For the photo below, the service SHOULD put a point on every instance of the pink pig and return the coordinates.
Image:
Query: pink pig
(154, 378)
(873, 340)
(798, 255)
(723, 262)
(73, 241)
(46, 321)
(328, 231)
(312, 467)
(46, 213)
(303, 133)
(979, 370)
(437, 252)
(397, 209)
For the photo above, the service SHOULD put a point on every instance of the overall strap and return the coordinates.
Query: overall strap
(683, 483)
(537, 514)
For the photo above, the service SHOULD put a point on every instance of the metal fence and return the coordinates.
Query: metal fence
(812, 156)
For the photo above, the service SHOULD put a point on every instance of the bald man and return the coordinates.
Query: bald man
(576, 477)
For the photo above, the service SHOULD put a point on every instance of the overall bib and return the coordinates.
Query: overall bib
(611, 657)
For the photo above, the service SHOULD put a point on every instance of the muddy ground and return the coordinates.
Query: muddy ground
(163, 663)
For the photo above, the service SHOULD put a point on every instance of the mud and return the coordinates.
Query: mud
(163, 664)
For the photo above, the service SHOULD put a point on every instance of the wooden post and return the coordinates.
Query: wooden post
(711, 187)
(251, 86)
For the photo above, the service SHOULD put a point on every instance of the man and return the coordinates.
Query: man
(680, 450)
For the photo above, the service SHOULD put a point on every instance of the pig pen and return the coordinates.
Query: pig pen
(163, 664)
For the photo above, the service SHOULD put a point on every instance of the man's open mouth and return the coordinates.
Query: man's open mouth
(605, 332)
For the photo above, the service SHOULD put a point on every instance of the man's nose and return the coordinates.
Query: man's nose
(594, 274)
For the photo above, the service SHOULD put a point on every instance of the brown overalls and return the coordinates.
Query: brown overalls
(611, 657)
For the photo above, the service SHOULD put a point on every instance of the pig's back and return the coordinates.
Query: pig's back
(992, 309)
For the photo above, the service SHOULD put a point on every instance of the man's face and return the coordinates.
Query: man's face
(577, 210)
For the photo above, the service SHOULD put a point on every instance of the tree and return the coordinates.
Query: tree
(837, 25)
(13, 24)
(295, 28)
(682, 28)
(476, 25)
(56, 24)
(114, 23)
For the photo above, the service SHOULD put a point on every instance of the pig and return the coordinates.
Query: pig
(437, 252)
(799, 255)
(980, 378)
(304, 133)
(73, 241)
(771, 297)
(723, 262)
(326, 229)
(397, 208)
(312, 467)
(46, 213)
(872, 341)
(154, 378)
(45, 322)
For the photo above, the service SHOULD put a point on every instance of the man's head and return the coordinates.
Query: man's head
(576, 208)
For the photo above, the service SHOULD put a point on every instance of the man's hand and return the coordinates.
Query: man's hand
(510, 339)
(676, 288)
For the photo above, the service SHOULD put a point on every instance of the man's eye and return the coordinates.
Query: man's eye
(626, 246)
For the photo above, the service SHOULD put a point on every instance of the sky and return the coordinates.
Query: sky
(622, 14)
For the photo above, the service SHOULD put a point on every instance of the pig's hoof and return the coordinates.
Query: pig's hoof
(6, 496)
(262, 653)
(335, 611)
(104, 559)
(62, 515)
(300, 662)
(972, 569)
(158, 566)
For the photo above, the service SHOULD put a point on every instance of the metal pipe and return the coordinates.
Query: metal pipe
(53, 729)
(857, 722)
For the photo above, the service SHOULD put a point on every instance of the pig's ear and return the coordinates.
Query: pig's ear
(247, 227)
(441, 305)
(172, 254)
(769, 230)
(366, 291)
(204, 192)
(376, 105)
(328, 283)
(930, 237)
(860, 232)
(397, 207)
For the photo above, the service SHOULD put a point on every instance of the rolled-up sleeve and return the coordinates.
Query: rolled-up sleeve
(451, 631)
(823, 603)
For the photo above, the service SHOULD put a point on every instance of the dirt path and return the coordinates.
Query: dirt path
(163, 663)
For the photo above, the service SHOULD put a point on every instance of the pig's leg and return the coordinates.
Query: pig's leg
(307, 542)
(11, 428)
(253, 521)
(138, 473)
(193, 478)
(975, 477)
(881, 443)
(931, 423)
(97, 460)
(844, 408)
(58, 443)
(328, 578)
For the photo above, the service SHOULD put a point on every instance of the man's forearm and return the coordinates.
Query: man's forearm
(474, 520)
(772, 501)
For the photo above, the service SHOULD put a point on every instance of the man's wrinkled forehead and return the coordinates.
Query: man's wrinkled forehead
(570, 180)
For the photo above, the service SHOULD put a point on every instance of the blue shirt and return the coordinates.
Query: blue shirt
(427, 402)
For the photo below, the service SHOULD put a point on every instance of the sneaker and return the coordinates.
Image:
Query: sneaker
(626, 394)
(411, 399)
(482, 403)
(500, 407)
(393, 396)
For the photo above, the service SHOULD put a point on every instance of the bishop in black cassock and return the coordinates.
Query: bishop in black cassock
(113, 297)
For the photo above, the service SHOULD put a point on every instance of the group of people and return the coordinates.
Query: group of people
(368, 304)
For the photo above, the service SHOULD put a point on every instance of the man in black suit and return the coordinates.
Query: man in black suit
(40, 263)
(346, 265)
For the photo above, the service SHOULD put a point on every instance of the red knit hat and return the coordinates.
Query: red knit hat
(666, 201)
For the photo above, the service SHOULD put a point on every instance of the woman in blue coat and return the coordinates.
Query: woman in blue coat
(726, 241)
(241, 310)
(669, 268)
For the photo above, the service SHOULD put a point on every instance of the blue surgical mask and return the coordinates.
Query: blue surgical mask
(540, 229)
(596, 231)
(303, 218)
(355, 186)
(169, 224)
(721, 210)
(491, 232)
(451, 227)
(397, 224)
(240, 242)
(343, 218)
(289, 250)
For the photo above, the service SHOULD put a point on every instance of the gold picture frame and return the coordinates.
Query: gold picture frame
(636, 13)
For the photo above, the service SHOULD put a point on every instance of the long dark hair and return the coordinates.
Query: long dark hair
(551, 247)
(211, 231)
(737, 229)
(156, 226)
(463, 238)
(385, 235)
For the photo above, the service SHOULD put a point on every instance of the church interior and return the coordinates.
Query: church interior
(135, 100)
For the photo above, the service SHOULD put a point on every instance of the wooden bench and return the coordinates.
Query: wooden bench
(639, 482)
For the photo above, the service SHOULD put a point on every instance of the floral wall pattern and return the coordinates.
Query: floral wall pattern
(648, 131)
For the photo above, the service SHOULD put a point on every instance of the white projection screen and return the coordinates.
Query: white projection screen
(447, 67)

■ What to produce: Reproduce all of the records above word for word, from the first line to the last.

■ Written reply:
For the photo below, the service SHOULD put a point on every instance of the pink pig and return the coordinates.
Image:
Query: pink pig
(154, 378)
(873, 340)
(798, 255)
(723, 262)
(73, 241)
(46, 321)
(328, 231)
(312, 467)
(46, 213)
(303, 133)
(979, 370)
(437, 252)
(397, 209)
For the photo above, the service SHOULD put a point on every instance of the overall strap and return the coordinates.
Query: overall strap
(683, 483)
(537, 514)
For the photo above, the service SHOULD put a point on every instance of the metal fence and return the coordinates.
Query: metal fence
(812, 156)
For the photo above, the service SHOULD put a point on every instance of the bald man and return the coordinates.
Query: bald man
(576, 477)
For the photo above, the service SHOULD put a point on every instance of the overall bib and return the coordinates.
Query: overall bib
(611, 657)
For the photo above, the service SHOULD put a point on every instance of the muddy ground and return the coordinates.
Query: muddy ground
(163, 663)
For the photo above, the service SHOULD put a point on every instance of the mud and return the coordinates.
Query: mud
(163, 664)
For the photo above, the service SHOULD put a point on every instance of the wooden post and return the coordinates.
Query: wooden post
(711, 187)
(251, 86)
For the photo above, the service SHOULD put a point on every instance of the man and return the coordinates.
Query: man
(680, 450)
For the photo above, the service SHOULD put a point on every instance of the pig pen and return the coordinates.
Query: pig pen
(163, 664)
For the photo above, the service SHOULD put a point on every instance of the man's open mouth and return the coordinates.
Query: man's open mouth
(605, 332)
For the photo above, the service SHOULD put a point on every instance of the man's nose and return the coordinates.
Query: man's nose
(594, 274)
For the photo above, the service SHOULD put a point on every instance of the brown overalls and return the coordinates.
Query: brown overalls
(611, 657)
For the photo above, the service SHOULD put a point on every instance of the pig's back and return the coordinates.
Query: pig's back
(992, 309)
For the photo above, the service SHOULD put a point on every instance of the man's face and return the coordinates.
Query: man's face
(577, 210)
For the photo above, the service SHOULD put a point on every instance of the tree and return the coordinates.
Query: tree
(837, 25)
(13, 24)
(295, 28)
(682, 28)
(476, 25)
(56, 24)
(114, 23)
For the photo above, the service SHOULD put a point on every instance of the pig and return the coordinates.
Query: pig
(437, 252)
(799, 255)
(980, 378)
(304, 133)
(73, 241)
(771, 297)
(723, 262)
(326, 229)
(397, 208)
(312, 467)
(46, 213)
(872, 341)
(154, 378)
(45, 322)
For the photo above, the service SHOULD put a point on every instance of the man's head and return the coordinates.
Query: man's head
(576, 208)
For the photo above, the service SHOULD put a point on every instance of the man's hand and return the coordinates.
Query: man's hand
(510, 339)
(676, 288)
For the photo above, the service SHOULD put a point on every instance of the man's eye and return the coordinates.
Query: man's eye
(626, 246)
For the photo above, the service SHOULD put a point on every instance of the sky and return the coordinates.
Query: sky
(622, 14)
For the photo above, the service SHOULD put a point on every instance of the pig's hoof and return the coordinates.
Query: pig's hoof
(6, 496)
(262, 653)
(335, 611)
(104, 559)
(62, 515)
(300, 662)
(972, 569)
(158, 566)
For the photo above, the service SHOULD put a point on every instance of the metal pipe and return the coordinates.
Query: metal pipe
(53, 729)
(857, 722)
For the photo above, the service SHOULD put a point on every instance of the pig's ear and return the coordinates.
Query: pig's ear
(247, 227)
(441, 305)
(172, 254)
(769, 230)
(366, 291)
(204, 192)
(376, 105)
(328, 283)
(930, 237)
(860, 232)
(397, 207)
For the photo above, the service SHOULD put a point on every instance of the rolled-up sleeve and return the coordinates.
Query: rolled-up sleeve
(451, 631)
(823, 603)
For the photo above, the service SHOULD put a point on every instance of the dirt path and return the coordinates.
Query: dirt path
(163, 663)
For the photo above, the service SHOULD put a point on every instance of the pig's leg and return the coordinates.
Query: pig's leg
(307, 542)
(11, 428)
(253, 521)
(138, 473)
(193, 478)
(975, 477)
(881, 443)
(931, 423)
(97, 460)
(844, 408)
(58, 443)
(328, 578)
For the photo above, the service SHOULD put a point on every instance of the man's forearm and return the coordinates.
Query: man's forearm
(474, 520)
(772, 501)
For the photo above, the service SHOULD put a point on every instance of the man's wrinkled forehead and return the coordinates.
Query: man's wrinkled forehead
(570, 180)
For the photo above, the service SHOULD put a point on every instance of the blue shirt and return the coordinates.
Query: blue shirt
(427, 402)
For the photo below, the service SHOULD put a point on every instance of the sneaker and return the coordinates.
Image:
Query: sneaker
(626, 394)
(411, 399)
(482, 403)
(500, 407)
(393, 396)
For the photo above, the service SHOULD put a point on every instance of the bishop in black cassock and return the coordinates.
Query: bishop in black cassock
(113, 297)
For the photo above, the service SHOULD put a point on every instance of the group of people and return the coordinates.
Query: group of people
(368, 304)
For the photo above, the service SHOULD put a point on every instance of the man in black suit and return the coordinates.
Query: man in black suit
(40, 263)
(346, 265)
For the photo above, the service SHOULD put a point on every instance of the red knit hat and return the coordinates.
Query: red knit hat
(666, 201)
For the photo above, the service SHOULD put a point on every instance of the woman in blue coat and return the coordinates.
Query: woman in blue coat
(726, 241)
(241, 310)
(669, 268)
For the photo above, the service SHOULD put a point on every instance of the blue surgical mask and return the coordinates.
Query: blue surgical mask
(540, 229)
(596, 231)
(303, 218)
(355, 186)
(169, 224)
(721, 210)
(491, 232)
(451, 227)
(397, 224)
(240, 242)
(343, 218)
(289, 250)
For the photo above, the service SHOULD put a point on every instance of the gold picture frame and return the coordinates.
Query: gold picture frame
(636, 13)
For the photo above, the service SHOULD put a point on every instance of the long dark hair and return the coordinates.
Query: long dark hair
(551, 247)
(211, 231)
(737, 229)
(156, 226)
(463, 238)
(385, 235)
For the photo above, the service SHOULD put a point on every instance of the church interior and return the coordinates.
Query: church interior
(135, 100)
For the photo above, the service SHOULD put a point on every instance of the wooden bench and return the coordinates.
Query: wooden bench
(639, 482)
For the photo above, the service SHOULD put a point on every instance of the floral wall pattern and return the coordinates.
Query: floral wall pattern
(648, 131)
For the photo above, the service SHOULD put a point on every instance of the white projection screen and return the coordinates.
Query: white projection screen
(447, 67)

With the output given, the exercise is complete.